**** Supplied data

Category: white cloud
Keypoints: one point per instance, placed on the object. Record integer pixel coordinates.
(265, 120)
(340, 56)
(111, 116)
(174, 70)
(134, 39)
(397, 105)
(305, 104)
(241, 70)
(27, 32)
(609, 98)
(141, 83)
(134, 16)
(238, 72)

********

What the exercise asks
Rewrite the records above as a numbered list with one line per item, omitting any blank lines.

Reply
1. Category: white cloud
2. Keypoints: one point per instance, placed on the object. Record integer pixel coordinates.
3. (265, 120)
4. (340, 56)
5. (111, 116)
6. (174, 70)
7. (134, 39)
8. (397, 105)
9. (305, 104)
10. (241, 70)
11. (27, 32)
12. (609, 98)
13. (141, 83)
14. (134, 16)
15. (238, 72)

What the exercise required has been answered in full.